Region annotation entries
# # #

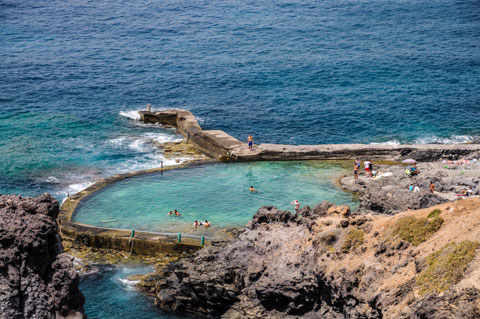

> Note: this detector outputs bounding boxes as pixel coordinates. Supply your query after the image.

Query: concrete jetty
[139,109,480,162]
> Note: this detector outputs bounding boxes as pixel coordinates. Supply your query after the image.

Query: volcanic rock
[0,194,85,319]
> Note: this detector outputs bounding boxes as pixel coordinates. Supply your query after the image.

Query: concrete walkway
[139,110,480,162]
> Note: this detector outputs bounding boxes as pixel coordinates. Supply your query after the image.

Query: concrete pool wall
[58,161,214,256]
[59,110,480,256]
[139,109,480,162]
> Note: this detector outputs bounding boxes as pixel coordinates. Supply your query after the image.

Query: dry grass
[416,241,479,295]
[393,216,443,246]
[342,228,365,253]
[427,208,442,218]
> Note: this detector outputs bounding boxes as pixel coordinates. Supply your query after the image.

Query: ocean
[0,0,480,318]
[0,0,480,198]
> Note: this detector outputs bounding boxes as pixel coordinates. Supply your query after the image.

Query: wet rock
[0,195,85,319]
[327,205,350,217]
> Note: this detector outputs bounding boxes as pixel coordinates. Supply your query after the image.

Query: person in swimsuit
[363,160,370,177]
[353,160,360,181]
[290,199,300,213]
[247,134,253,151]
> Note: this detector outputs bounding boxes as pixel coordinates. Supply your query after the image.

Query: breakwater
[139,109,480,162]
[58,162,212,256]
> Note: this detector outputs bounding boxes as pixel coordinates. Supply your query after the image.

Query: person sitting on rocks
[410,164,420,176]
[363,160,371,177]
[353,159,360,181]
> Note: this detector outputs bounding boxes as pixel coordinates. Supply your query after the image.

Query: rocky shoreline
[134,162,480,319]
[0,194,86,319]
[340,161,480,214]
[144,199,480,319]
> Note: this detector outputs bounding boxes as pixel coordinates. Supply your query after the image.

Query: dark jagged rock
[359,183,448,214]
[152,203,381,318]
[151,203,480,319]
[0,194,85,319]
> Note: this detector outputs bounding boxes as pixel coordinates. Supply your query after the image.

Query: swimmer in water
[290,199,300,213]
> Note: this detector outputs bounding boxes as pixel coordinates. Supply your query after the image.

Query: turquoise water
[0,0,480,318]
[0,0,480,198]
[80,267,201,319]
[73,161,356,234]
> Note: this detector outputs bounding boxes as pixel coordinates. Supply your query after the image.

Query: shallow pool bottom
[73,161,358,235]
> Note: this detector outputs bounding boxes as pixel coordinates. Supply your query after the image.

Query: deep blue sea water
[0,0,480,318]
[0,0,480,198]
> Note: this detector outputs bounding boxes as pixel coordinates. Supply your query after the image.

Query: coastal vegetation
[393,216,443,246]
[342,228,365,253]
[427,208,442,218]
[416,240,479,295]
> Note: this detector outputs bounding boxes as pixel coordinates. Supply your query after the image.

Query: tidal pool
[73,161,358,235]
[80,266,204,319]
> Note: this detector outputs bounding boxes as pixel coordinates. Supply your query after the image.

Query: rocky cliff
[0,195,85,319]
[149,200,480,319]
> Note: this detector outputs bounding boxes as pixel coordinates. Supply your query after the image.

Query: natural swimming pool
[73,161,357,235]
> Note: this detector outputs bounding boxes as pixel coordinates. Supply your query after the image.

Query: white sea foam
[120,110,140,121]
[414,135,479,144]
[370,135,480,146]
[117,277,140,290]
[107,136,127,146]
[370,140,401,146]
[142,132,183,143]
[45,176,60,184]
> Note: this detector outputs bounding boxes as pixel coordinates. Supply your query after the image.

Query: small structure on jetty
[139,109,480,162]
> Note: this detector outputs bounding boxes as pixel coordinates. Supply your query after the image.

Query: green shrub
[393,216,443,246]
[427,208,442,218]
[416,241,479,295]
[342,228,365,253]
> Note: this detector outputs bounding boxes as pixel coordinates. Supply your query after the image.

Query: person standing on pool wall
[290,199,300,214]
[247,133,253,151]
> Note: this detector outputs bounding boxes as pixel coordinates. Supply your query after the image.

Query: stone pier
[139,109,480,162]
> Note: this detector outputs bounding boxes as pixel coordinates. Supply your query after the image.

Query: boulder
[0,195,85,319]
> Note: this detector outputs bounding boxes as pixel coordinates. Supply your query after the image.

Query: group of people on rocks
[408,182,435,194]
[353,158,373,181]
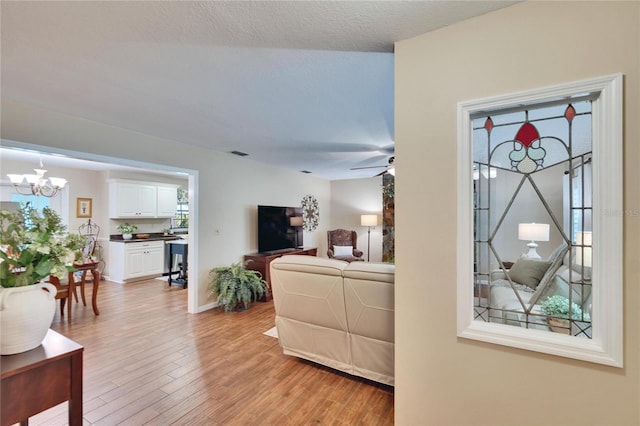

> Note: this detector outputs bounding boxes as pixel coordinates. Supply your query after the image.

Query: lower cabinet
[109,241,164,283]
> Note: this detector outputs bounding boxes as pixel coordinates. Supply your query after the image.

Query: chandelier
[7,160,67,197]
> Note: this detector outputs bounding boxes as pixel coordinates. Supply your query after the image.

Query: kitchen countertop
[109,232,186,243]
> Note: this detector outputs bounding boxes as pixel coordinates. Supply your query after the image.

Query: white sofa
[489,244,591,330]
[271,255,395,385]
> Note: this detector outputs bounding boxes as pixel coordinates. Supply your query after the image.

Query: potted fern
[209,262,267,312]
[540,295,589,334]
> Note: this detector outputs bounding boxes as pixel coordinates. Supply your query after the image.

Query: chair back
[327,229,358,248]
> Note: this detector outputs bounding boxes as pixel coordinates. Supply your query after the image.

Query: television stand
[244,247,318,302]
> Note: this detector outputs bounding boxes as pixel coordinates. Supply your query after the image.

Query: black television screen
[258,206,302,253]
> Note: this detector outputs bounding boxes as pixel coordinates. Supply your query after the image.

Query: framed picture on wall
[76,198,92,217]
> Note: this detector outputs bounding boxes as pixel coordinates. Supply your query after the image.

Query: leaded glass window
[471,96,593,338]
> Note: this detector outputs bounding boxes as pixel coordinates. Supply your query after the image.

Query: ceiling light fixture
[7,160,67,197]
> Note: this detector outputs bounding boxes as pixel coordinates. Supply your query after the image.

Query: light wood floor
[35,280,394,426]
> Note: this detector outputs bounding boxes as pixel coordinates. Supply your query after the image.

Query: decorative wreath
[302,195,320,231]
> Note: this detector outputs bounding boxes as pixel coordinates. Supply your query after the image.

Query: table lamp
[518,223,549,260]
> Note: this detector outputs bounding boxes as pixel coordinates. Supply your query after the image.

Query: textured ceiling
[0,1,513,179]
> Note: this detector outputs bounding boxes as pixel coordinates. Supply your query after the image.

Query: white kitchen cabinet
[109,241,164,283]
[109,181,158,218]
[156,185,178,217]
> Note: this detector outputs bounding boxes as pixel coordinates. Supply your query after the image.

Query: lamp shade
[576,231,592,267]
[518,223,549,241]
[360,214,378,226]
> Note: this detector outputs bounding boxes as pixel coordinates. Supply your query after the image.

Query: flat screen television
[258,206,302,253]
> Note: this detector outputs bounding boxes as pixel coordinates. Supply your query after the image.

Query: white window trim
[457,74,624,367]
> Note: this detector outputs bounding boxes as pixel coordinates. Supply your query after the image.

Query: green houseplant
[116,223,138,240]
[540,295,589,334]
[0,208,85,355]
[209,262,267,312]
[0,207,85,288]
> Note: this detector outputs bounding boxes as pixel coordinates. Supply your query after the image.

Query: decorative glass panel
[473,100,592,338]
[457,74,623,367]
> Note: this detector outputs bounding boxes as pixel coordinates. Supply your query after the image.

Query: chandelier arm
[13,185,36,195]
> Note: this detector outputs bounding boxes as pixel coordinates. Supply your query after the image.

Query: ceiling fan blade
[349,166,388,170]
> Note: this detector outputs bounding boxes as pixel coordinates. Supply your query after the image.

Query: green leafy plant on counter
[116,223,138,234]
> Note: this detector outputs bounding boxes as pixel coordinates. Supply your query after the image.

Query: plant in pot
[116,223,138,240]
[0,207,85,355]
[540,295,589,334]
[209,262,267,312]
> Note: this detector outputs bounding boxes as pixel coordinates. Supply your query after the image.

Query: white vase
[0,283,57,355]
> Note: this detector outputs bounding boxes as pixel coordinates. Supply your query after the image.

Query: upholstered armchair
[327,229,364,262]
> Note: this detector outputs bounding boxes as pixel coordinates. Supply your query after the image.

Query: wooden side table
[69,262,100,319]
[0,330,84,426]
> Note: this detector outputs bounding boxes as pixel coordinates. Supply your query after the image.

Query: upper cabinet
[157,185,178,217]
[109,179,177,219]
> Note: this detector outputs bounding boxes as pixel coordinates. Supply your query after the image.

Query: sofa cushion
[333,246,353,256]
[344,262,396,283]
[509,257,551,289]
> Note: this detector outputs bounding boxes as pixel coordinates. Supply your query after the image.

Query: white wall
[394,1,640,425]
[0,158,103,236]
[1,99,331,307]
[322,176,382,262]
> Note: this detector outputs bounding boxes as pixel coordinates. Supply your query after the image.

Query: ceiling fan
[349,155,396,176]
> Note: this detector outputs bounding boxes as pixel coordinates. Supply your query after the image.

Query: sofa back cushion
[344,262,395,343]
[271,255,349,332]
[509,257,551,289]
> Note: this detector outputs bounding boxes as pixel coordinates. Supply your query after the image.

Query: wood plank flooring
[30,280,394,426]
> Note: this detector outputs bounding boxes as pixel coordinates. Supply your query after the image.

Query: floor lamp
[289,216,303,248]
[360,214,378,262]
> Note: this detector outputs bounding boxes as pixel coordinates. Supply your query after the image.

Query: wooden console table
[0,330,84,426]
[244,247,318,302]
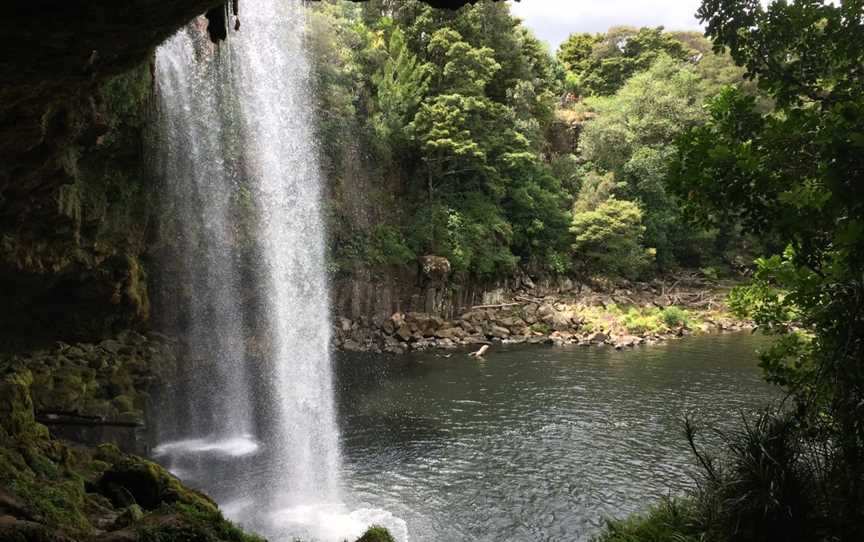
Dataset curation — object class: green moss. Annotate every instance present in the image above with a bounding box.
[594,499,704,542]
[136,503,263,542]
[356,525,396,542]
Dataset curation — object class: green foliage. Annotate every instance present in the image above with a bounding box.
[372,28,431,149]
[581,55,705,267]
[313,0,570,276]
[660,307,690,328]
[571,197,649,278]
[671,0,864,540]
[558,26,693,96]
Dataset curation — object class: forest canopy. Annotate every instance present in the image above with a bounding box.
[309,0,747,278]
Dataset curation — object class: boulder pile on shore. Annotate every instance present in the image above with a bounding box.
[333,280,752,353]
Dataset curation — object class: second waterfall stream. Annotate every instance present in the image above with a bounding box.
[153,0,408,542]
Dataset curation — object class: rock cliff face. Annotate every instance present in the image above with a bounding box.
[0,0,492,350]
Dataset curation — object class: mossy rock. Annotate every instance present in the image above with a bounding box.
[356,525,396,542]
[96,445,217,510]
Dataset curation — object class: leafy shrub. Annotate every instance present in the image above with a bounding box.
[685,410,835,542]
[621,307,665,334]
[570,197,649,278]
[595,499,702,542]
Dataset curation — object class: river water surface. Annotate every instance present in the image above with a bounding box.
[338,334,775,542]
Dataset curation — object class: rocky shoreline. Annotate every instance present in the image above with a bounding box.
[333,277,753,354]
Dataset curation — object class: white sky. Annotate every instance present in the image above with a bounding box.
[510,0,701,52]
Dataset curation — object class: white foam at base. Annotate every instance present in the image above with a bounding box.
[153,435,258,457]
[271,504,409,542]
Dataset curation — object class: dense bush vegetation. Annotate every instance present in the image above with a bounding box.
[310,0,742,278]
[604,0,864,542]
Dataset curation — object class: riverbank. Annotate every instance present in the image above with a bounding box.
[333,274,753,353]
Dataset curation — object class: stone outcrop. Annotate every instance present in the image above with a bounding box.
[334,279,750,353]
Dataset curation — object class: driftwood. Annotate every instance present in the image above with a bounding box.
[468,344,489,358]
[36,412,142,428]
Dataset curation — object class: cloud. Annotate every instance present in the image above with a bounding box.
[510,0,701,50]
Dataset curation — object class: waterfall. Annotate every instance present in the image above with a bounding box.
[148,0,407,540]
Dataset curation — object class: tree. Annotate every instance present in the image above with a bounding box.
[571,197,650,278]
[580,55,706,266]
[372,28,430,146]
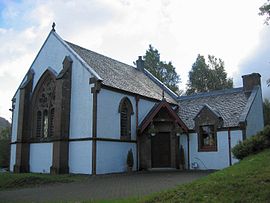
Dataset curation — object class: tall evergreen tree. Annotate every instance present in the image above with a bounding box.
[263,99,270,126]
[186,54,233,95]
[143,45,180,93]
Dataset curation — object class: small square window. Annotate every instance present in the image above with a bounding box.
[198,125,217,151]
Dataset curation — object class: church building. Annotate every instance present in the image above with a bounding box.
[10,28,263,175]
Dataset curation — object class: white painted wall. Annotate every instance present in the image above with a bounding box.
[70,62,93,138]
[69,141,92,174]
[190,131,229,170]
[9,144,16,172]
[97,89,155,140]
[246,88,264,137]
[179,134,188,169]
[97,89,136,140]
[97,141,137,174]
[179,130,243,170]
[29,143,53,173]
[231,130,243,164]
[11,90,20,142]
[24,34,93,138]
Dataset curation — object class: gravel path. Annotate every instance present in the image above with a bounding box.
[0,171,210,202]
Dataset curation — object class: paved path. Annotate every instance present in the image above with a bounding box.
[0,171,210,202]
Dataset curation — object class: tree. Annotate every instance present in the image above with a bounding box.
[143,44,180,93]
[186,54,233,95]
[263,99,270,126]
[259,0,270,25]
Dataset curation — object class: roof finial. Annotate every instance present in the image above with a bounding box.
[52,22,55,32]
[162,90,165,100]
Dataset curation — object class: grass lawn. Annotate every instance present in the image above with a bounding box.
[0,173,87,190]
[97,149,270,203]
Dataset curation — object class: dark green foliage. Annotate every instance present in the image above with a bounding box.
[186,54,233,95]
[0,127,10,168]
[140,149,270,203]
[232,125,270,159]
[143,45,180,93]
[259,0,270,25]
[127,149,134,168]
[263,99,270,126]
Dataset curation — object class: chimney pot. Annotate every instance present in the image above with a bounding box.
[242,73,261,92]
[136,56,144,71]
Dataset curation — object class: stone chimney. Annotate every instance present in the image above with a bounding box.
[242,73,261,92]
[136,56,144,71]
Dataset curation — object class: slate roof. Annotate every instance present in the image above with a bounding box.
[178,87,252,130]
[65,41,177,104]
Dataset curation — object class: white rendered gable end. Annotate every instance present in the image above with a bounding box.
[13,30,102,99]
[53,32,102,81]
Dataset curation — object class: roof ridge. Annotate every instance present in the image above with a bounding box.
[64,40,139,71]
[178,87,243,101]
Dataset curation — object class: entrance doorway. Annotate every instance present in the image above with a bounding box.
[151,133,171,168]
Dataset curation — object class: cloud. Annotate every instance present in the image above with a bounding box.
[236,27,270,99]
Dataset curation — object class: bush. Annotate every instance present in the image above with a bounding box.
[232,125,270,159]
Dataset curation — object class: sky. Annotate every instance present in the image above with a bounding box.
[0,0,270,121]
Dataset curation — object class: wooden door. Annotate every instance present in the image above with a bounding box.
[151,133,171,168]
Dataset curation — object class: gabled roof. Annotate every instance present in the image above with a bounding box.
[178,87,258,130]
[139,100,188,133]
[65,41,177,104]
[193,104,222,120]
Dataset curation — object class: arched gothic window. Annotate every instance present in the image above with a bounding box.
[33,72,55,138]
[119,97,133,140]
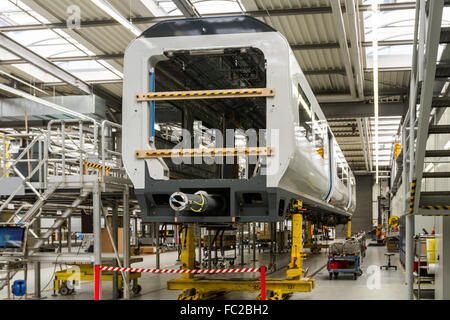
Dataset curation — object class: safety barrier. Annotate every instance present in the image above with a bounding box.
[94,265,266,300]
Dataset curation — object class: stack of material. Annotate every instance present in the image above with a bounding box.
[343,240,361,256]
[330,242,344,256]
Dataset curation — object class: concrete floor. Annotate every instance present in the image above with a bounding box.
[0,242,406,300]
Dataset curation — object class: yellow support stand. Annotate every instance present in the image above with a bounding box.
[286,213,304,279]
[167,207,315,300]
[180,225,195,279]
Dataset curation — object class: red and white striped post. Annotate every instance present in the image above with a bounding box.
[94,265,266,300]
[259,267,266,300]
[94,264,101,300]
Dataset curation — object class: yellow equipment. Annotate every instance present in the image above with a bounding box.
[167,200,315,300]
[388,216,400,230]
[53,264,141,296]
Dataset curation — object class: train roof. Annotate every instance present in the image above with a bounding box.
[141,15,277,38]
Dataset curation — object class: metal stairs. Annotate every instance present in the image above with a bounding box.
[0,188,91,290]
[402,0,450,216]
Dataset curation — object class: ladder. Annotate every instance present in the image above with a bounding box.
[402,0,450,215]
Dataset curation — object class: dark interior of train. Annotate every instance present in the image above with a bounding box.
[155,48,266,179]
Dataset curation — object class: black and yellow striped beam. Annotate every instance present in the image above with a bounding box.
[135,147,274,159]
[83,161,111,171]
[136,88,275,102]
[420,206,450,210]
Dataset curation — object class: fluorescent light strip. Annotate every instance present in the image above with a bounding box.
[0,83,97,122]
[372,0,379,183]
[91,0,142,36]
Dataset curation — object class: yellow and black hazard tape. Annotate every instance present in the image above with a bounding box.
[409,179,417,213]
[136,88,275,101]
[146,90,262,98]
[420,206,450,210]
[83,161,112,171]
[135,147,274,159]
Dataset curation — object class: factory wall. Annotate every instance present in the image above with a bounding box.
[336,175,374,238]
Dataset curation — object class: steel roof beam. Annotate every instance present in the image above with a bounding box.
[331,0,356,97]
[0,33,92,94]
[345,0,364,99]
[0,1,415,32]
[0,53,123,65]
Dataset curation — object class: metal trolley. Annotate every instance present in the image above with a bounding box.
[327,255,362,280]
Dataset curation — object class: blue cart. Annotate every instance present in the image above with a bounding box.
[327,255,362,280]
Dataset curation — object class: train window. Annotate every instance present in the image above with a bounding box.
[298,85,314,142]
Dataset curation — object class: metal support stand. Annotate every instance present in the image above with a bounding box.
[405,215,414,300]
[123,186,131,300]
[239,224,245,266]
[67,216,72,253]
[33,217,41,299]
[92,183,102,299]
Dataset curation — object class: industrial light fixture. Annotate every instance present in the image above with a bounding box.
[91,0,142,36]
[372,0,379,183]
[0,83,96,122]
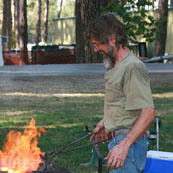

# # #

-- GIVEN EXERCISE --
Render the data as a Markdown table with columns Row and Line, starting at the line containing "Dataset curation — object class: mossy" and ending at the line containing "[338,334,775,542]". Give each line its own numbered row and leave out blank lines.

-- WRITTEN SOLUTION --
| Row | Line |
|---|---|
| 1 | Dataset curation — object class: mossy rock. Annotate every instance present in the image above with a bounding box. |
| 2 | [356,525,396,542] |
| 3 | [96,445,217,510] |
| 4 | Dataset curation — object class: leafy shrub. Annotate every instance present in the image above with a bounding box. |
| 5 | [685,410,835,542] |
| 6 | [621,307,665,334] |
| 7 | [570,197,649,278] |
| 8 | [595,499,702,542] |
| 9 | Dataset curation — object class: river water surface. Annotate every instance present in the image above with a bounding box. |
| 10 | [338,334,775,542] |